▸ **ACTIVITY**: Starting with the line that contains "Tag a single point on each instance of the cardboard" and stopping after the line that contains "Tag a single point on each instance of the door", return each line below exactly as written, with no others.

▸ **DATA SECTION**:
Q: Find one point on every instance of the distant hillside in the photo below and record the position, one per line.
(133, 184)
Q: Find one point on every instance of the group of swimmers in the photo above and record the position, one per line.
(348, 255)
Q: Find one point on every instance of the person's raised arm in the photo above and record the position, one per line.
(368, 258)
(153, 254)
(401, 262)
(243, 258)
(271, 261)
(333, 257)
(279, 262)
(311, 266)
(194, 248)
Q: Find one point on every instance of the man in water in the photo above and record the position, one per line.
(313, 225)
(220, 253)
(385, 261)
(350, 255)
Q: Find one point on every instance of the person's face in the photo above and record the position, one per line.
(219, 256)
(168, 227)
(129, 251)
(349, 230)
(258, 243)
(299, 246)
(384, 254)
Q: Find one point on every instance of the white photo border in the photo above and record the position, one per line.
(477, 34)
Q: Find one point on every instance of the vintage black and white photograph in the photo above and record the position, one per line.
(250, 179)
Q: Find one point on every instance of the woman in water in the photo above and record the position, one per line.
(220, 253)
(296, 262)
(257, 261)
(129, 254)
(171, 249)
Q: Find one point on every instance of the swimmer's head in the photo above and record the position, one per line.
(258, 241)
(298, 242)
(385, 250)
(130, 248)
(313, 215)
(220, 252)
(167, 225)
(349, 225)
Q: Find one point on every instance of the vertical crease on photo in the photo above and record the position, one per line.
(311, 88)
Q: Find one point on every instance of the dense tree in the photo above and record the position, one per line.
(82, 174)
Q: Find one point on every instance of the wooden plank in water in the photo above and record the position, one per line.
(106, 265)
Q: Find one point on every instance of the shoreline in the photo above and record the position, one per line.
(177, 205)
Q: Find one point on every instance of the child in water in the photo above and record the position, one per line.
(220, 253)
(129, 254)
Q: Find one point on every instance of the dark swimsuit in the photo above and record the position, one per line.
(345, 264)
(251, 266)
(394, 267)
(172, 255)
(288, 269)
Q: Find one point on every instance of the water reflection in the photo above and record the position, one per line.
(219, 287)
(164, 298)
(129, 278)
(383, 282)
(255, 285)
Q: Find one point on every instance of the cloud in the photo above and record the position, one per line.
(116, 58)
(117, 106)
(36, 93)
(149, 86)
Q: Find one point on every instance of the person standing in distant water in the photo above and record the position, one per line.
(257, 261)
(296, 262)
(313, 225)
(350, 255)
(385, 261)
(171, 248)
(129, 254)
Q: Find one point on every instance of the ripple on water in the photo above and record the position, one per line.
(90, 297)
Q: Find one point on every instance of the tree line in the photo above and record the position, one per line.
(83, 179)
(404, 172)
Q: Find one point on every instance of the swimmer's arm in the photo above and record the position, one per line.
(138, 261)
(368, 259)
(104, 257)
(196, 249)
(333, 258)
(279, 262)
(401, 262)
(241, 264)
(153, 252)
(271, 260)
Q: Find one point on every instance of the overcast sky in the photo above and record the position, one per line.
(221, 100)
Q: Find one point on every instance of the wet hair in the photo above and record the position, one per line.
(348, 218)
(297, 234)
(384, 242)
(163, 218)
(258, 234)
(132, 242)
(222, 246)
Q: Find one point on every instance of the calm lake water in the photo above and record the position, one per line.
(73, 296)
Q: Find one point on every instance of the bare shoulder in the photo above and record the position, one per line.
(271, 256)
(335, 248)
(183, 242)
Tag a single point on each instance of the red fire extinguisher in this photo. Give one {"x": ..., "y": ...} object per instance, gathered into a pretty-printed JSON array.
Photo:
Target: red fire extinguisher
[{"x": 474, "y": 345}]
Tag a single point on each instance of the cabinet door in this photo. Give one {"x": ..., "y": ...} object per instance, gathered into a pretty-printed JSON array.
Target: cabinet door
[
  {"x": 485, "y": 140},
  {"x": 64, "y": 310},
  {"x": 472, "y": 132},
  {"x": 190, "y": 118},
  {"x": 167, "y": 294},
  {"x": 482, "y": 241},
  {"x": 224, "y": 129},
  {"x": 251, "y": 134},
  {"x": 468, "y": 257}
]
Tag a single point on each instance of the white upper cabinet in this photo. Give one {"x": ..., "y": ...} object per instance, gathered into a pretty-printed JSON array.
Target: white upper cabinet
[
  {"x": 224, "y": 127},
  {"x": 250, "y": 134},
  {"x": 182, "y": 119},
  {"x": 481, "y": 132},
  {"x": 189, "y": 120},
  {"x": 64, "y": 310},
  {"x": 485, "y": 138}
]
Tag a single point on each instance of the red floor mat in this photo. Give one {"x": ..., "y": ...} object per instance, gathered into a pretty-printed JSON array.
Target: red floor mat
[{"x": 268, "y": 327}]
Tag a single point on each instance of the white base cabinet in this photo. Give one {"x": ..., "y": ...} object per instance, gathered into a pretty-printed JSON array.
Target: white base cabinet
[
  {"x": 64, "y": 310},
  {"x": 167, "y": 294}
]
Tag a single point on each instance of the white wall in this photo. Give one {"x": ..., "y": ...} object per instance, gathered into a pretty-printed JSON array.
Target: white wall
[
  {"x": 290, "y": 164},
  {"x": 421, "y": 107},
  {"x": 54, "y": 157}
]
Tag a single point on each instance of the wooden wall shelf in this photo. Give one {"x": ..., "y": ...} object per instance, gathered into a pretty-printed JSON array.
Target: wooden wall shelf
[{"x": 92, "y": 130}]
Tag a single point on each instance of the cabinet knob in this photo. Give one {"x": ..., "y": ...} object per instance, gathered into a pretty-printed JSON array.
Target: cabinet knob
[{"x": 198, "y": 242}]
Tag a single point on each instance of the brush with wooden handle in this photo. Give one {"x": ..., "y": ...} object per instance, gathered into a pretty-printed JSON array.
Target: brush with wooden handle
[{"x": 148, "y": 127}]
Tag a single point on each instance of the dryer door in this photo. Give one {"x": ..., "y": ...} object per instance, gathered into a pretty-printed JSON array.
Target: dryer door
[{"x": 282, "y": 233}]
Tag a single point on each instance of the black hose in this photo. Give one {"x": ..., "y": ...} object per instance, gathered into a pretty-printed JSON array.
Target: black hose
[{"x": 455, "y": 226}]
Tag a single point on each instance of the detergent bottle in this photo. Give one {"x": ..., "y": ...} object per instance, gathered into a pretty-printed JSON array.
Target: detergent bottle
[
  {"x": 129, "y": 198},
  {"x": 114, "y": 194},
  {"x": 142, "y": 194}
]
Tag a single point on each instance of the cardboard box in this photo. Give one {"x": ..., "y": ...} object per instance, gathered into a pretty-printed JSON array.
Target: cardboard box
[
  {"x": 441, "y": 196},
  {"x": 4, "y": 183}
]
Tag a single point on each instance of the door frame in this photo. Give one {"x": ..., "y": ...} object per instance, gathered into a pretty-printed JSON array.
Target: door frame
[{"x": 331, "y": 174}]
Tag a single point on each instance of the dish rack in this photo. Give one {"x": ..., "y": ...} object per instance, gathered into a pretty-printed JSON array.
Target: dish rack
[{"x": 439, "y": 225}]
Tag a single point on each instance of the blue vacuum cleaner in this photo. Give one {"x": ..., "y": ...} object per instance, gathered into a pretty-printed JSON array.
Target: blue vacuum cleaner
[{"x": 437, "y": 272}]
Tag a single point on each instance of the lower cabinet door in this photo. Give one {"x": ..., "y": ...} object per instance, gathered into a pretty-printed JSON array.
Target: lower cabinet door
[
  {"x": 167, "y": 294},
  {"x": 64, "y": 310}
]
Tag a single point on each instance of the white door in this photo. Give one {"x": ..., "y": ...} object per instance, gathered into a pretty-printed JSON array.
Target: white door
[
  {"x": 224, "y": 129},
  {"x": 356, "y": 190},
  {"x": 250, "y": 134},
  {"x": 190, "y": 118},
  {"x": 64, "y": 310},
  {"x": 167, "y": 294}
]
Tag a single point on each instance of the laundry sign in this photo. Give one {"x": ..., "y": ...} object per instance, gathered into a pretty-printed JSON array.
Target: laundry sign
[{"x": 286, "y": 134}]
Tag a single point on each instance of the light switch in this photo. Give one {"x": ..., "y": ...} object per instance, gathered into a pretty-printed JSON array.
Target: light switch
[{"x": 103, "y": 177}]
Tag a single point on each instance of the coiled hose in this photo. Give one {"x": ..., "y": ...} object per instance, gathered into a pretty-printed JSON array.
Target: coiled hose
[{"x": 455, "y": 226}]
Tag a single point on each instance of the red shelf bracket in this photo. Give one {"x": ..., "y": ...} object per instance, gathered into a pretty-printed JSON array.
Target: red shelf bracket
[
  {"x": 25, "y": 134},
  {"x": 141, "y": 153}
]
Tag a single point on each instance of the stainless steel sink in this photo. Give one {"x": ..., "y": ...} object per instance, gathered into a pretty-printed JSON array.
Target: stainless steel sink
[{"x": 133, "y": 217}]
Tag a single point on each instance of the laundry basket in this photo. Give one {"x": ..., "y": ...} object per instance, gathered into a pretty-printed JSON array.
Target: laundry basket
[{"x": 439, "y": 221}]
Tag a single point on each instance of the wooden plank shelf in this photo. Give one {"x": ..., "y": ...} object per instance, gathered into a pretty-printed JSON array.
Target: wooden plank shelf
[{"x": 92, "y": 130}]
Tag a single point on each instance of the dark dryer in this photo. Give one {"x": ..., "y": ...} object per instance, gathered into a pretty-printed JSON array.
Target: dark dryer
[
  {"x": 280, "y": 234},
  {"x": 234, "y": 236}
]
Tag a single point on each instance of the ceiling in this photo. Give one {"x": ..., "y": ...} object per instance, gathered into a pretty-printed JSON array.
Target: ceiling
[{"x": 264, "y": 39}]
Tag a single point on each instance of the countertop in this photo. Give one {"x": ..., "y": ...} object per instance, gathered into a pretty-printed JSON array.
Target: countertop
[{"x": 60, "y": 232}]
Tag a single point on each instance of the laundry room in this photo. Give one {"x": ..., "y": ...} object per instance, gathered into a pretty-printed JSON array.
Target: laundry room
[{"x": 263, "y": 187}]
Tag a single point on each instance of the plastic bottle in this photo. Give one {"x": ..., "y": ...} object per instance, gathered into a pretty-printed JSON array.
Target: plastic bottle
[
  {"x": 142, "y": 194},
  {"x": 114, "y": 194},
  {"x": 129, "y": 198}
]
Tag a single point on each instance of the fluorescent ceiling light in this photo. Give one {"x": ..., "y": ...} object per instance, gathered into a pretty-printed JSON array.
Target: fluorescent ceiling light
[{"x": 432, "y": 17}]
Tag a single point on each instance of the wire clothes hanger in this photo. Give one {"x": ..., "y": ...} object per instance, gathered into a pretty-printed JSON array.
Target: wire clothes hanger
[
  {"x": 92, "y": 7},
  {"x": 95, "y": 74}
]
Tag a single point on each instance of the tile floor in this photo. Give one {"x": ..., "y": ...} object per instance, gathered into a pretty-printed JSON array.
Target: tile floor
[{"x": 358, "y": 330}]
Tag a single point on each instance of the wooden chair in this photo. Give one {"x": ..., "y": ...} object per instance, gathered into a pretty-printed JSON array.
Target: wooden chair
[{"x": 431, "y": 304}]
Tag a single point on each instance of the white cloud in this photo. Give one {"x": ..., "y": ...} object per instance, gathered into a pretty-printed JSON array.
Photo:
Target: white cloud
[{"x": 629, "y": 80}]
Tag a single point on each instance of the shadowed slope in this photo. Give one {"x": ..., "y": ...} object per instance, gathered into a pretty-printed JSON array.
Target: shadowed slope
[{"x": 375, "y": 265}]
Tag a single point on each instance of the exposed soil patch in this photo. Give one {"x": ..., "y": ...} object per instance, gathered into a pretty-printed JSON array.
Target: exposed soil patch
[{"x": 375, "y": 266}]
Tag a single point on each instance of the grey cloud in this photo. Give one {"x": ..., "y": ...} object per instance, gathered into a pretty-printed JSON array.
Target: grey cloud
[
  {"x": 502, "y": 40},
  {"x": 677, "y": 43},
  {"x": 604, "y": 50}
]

▸ **FINISHED EXERCISE**:
Tag a single point on each instance of the cardboard box in this photo. Give one {"x": ..., "y": ...} object per instance, gathered into a pretty-printed JSON array.
Target: cardboard box
[
  {"x": 441, "y": 196},
  {"x": 4, "y": 183}
]
Tag a single point on each instance of the door frame in this photo. Give one {"x": ..., "y": ...} object per instance, gathered into a pretty-printed JSON array.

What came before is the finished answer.